**Task prompt**.
Rewrite all of the material below line by line, requests included, multiplying every coordinate in the answer points by 0.45 and rounding each result to a whole number, with halves rounded up. Leave the pictures out of your version.

**Materials provided**.
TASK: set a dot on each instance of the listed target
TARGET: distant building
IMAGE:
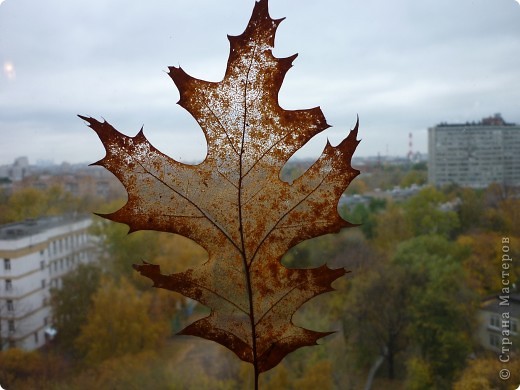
(17, 171)
(499, 322)
(34, 256)
(474, 154)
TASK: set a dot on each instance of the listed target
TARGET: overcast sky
(402, 65)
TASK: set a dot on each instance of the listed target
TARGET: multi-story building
(499, 323)
(34, 256)
(474, 154)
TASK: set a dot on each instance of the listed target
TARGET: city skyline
(402, 67)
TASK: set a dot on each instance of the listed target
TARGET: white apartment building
(34, 256)
(474, 154)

**Result of the task**.
TASK: set a dot on each instance of the listed target
TARGET: distant building
IMAGE:
(8, 77)
(225, 145)
(15, 115)
(213, 69)
TASK: set a dot on each instance of the listed target
TARGET: overcast sky
(181, 29)
TASK: set a dot on each instance of the listed target
TARGET: multi-story building
(225, 145)
(15, 115)
(213, 69)
TASK: set a dot on each instance of the listed target
TARGET: city skyline
(181, 30)
TASK: set a dot on each instance of the listed target
TARGET: white apartment building
(15, 115)
(213, 69)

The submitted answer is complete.